Роллановский Жан-Кристоф с достоинством пронес свой божественный дар через все испытания жизни, ни на минуту не дрогнул, ничем не поступился. Но бунтарский дух молодости, все же иссяк, и оживает он, как сказал бы Фолкнер, «внизу» в старом резчике по камню Кола Брюньоне. Вот где сохранилась неистребимая сила жизни, спокойное мужество, неброская, свободная от рефлексий уверенность в завтрашнем дне. Прочитав "Кола Брюньона", Горький восхитился: "Это, может быть, самая изумительная книга наших дней. Нужно иметь сердце, способное творить чудеса, чтобы создать во Франции, после трагедий, пережитых ею, столь бодрую книгу — книгу непоколебимой и мужественной веры в своего родного человека, француза".
Качествами высокого морального стоицизма отличаются любимые Хемингуэевские герои — ветераны многих войн, готовые до конца защищать свой духовный суверенитет. Но у них и в помине нет той цельности характера, какой наделены испанские партизаны в «Колоколе». А главные свои слова писатель доверяет человеку, чья жизнь прошла в неромантическом промысловом труде, — старику Сантьяго: "Человека можно убить, но победить его невозможно".
Библейским величием дышит фигура Ма Джоуд — героини стейнбековских "Гроздьев гнева"; в ней почти нет индивидуального, — воплощение всеобщей народной души.
Еще один американец, крупнейший поэт Карл Сэндберг, патетически восклицает: "Народ, да!"
И уж совсем рядом с нами мудрые старики и старухи русских писателей-"деревенщиков".

Записи коллекции:
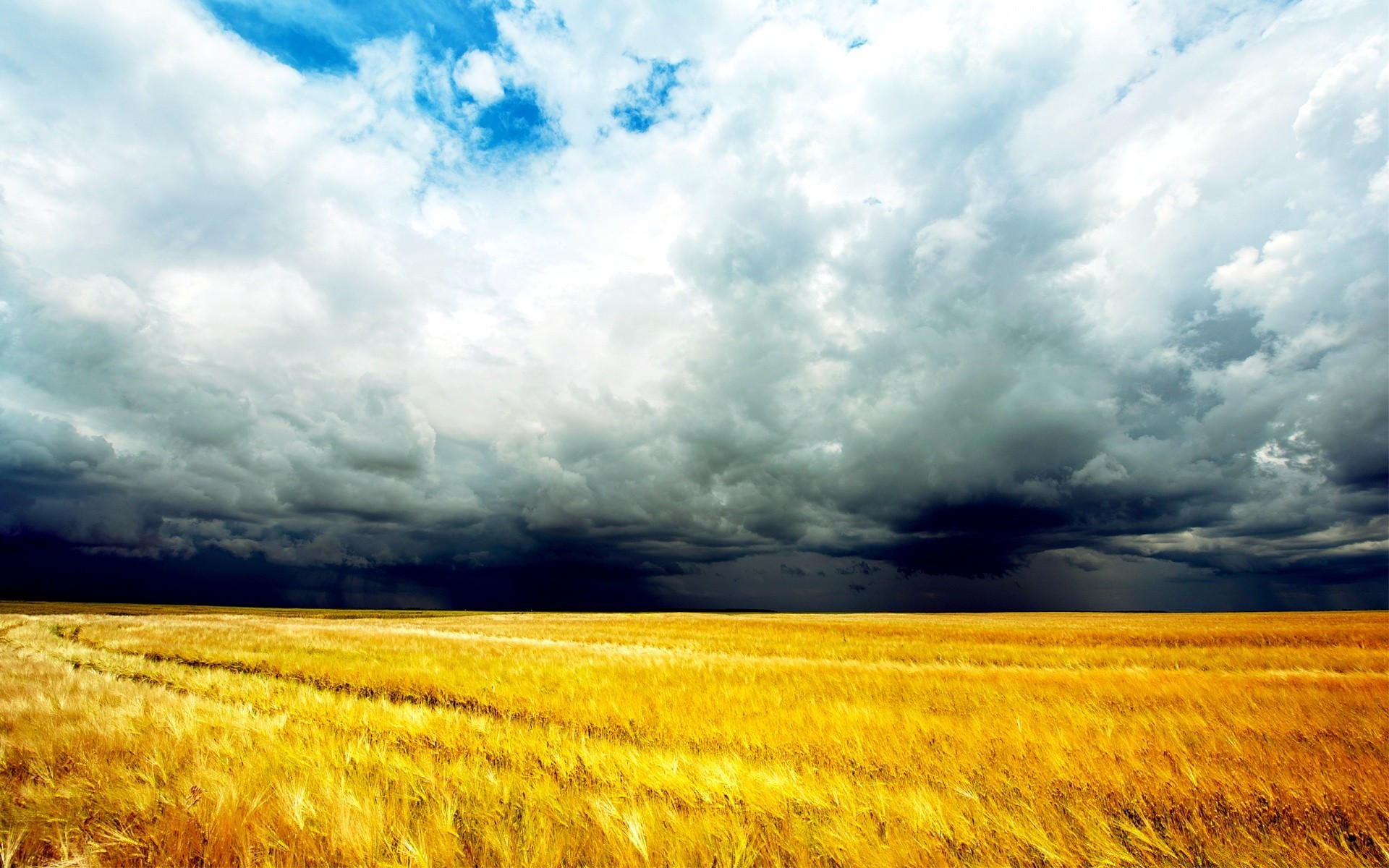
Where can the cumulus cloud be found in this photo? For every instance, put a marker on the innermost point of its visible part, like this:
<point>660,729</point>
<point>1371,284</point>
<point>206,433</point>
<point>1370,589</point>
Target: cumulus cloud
<point>957,288</point>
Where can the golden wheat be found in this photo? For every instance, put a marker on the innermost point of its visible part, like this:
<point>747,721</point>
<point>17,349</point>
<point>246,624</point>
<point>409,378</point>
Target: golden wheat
<point>184,736</point>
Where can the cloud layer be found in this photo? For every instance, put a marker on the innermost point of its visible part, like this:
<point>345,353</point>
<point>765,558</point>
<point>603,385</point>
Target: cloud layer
<point>596,291</point>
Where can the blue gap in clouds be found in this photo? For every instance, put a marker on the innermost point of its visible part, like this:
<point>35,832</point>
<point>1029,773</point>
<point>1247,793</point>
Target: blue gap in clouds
<point>514,122</point>
<point>320,35</point>
<point>288,43</point>
<point>642,107</point>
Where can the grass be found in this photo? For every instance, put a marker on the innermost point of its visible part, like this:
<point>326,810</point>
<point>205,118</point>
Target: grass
<point>187,736</point>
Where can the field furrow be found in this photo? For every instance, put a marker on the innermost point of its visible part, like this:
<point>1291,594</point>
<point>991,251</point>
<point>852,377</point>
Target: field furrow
<point>252,738</point>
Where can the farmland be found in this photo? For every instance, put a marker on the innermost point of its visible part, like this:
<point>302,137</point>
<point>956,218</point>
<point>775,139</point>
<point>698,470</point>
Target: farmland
<point>185,736</point>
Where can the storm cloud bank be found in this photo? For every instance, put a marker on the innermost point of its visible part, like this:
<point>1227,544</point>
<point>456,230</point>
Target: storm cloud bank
<point>617,296</point>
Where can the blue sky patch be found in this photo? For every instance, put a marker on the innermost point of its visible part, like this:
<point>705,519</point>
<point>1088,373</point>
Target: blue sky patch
<point>645,103</point>
<point>514,122</point>
<point>320,35</point>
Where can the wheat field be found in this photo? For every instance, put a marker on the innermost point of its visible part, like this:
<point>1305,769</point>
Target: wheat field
<point>187,736</point>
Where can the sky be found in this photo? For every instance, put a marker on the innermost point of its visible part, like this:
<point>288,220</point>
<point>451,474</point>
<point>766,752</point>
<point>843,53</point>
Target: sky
<point>729,305</point>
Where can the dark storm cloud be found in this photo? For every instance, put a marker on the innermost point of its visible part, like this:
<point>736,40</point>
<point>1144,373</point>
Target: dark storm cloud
<point>1124,353</point>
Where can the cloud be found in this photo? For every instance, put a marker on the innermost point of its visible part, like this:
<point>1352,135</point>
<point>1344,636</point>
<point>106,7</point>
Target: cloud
<point>963,289</point>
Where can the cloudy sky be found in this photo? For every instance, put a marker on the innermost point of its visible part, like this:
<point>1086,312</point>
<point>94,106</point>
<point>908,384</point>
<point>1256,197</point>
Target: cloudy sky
<point>696,305</point>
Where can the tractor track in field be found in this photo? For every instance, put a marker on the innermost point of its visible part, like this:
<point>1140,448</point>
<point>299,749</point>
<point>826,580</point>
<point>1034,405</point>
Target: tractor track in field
<point>466,705</point>
<point>628,736</point>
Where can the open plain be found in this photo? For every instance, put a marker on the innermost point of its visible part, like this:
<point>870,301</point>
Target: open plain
<point>202,736</point>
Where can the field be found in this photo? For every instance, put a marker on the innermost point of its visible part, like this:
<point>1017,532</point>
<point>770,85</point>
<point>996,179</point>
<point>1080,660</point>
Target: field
<point>181,736</point>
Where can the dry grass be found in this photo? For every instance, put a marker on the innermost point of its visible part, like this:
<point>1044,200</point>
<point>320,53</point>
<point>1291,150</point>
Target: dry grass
<point>224,738</point>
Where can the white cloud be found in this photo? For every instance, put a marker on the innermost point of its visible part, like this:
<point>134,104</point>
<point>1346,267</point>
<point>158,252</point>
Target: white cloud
<point>477,74</point>
<point>323,327</point>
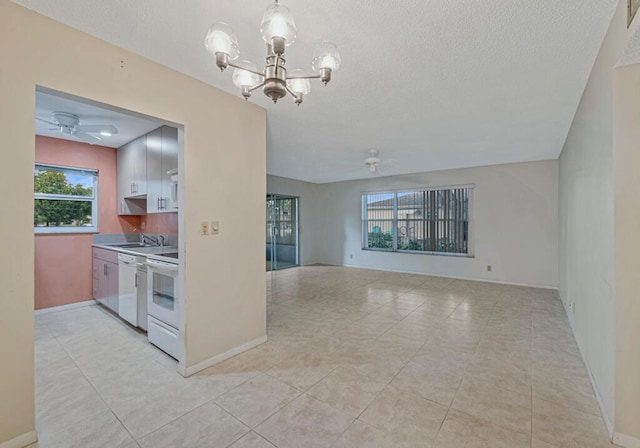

▶ **ЗАДАНИЕ 1**
В записях замените «open plain» на «wide plain» в строках от строки с «Where can the open» до строки с «<point>202,736</point>» включительно и приведите эти строки, больше ничего в них не меняя.
▶ **ЗАДАНИЕ 2**
Продолжите текст о народных героях в мировой литературе с того места, на котором он заканчивается.
Текст и записи взяты из разных источников.

▶ **ОТВЕТ 1**
Where can the wide plain be found in this photo? For every instance, put a marker on the innermost point of its visible part, like this:
<point>870,301</point>
Target: wide plain
<point>202,736</point>

▶ **ОТВЕТ 2**
Фолкнер, может показаться, стоит в стороне от этой длительной и прорастающей вперед традиции. Он изображает ту же народную стихию, но какова под его пером вся эта йокнапатофская "белая шваль", трудяги, с которыми мы знакомимся на страницах романа "Когда я умирала" (а с некоторыми были, впрочем, знакомы и раньше — по "Сарторису")?
Когда-то Эдди, мать многочисленного семейства Бандренов, взяла с мужа обещание похоронить ее в Джефферсоне, где лежат родные. Тот верен данному слову, но, оказывается, помимо святого долга, есть и вполне земной, эгоистический интерес: в Джефферсоне можно вставить зубы, о чем Энс давно мечтает. Вообще из монологов главы клана вырастает фигура на редкость несимпатичная. Многолетний труд, близость к земле совсем его не облагородили, наоборот, заскорузли не только руки, но и сердце, и к тому же Энса постоянно преследует комплекс неудачи. Он только и знает, что заунывно, с каким-то методическим постоянством жаловаться на сломанную судьбу, на то, что то и дело стрясаются с ним разные беды, на равнодушие детей, да на что угодно. Даже стихии, убежден Энс, вступили в тайный заговор, лишь бы сделать жизнь еще тяжелее. Но сочувствия этот и впрямь побитый временем, согнувшийся в три погибели человек не вызывает. Нет, не потому, что из утраты хочет извлечь свою маленькую выгоду. И не потому, пожалуй, что неизбывная нищета породила самую вульгарную жадность, даже у дочери Энс не гнушается отнять последнюю копейку. Дело в том, что он сам выстраивает между собою и людьми глухую стену непонимания, несочувствия. Приниженность сочетается в нем с каким-то изощренным высокомерием, которое заставляет отталкивать бескорыстную помощь. Он словно испытывает мазохистское наслаждение, твердя, что со своими несчастьями справится сам, что таков уж его удел — страдать и мучиться в одиночку. Невольно начинаешь испытывать неловкость, что у тебя жизнь сложилась немного, на самую малость лучше. Но как раз на это Энсова жалобная риторика и рассчитана.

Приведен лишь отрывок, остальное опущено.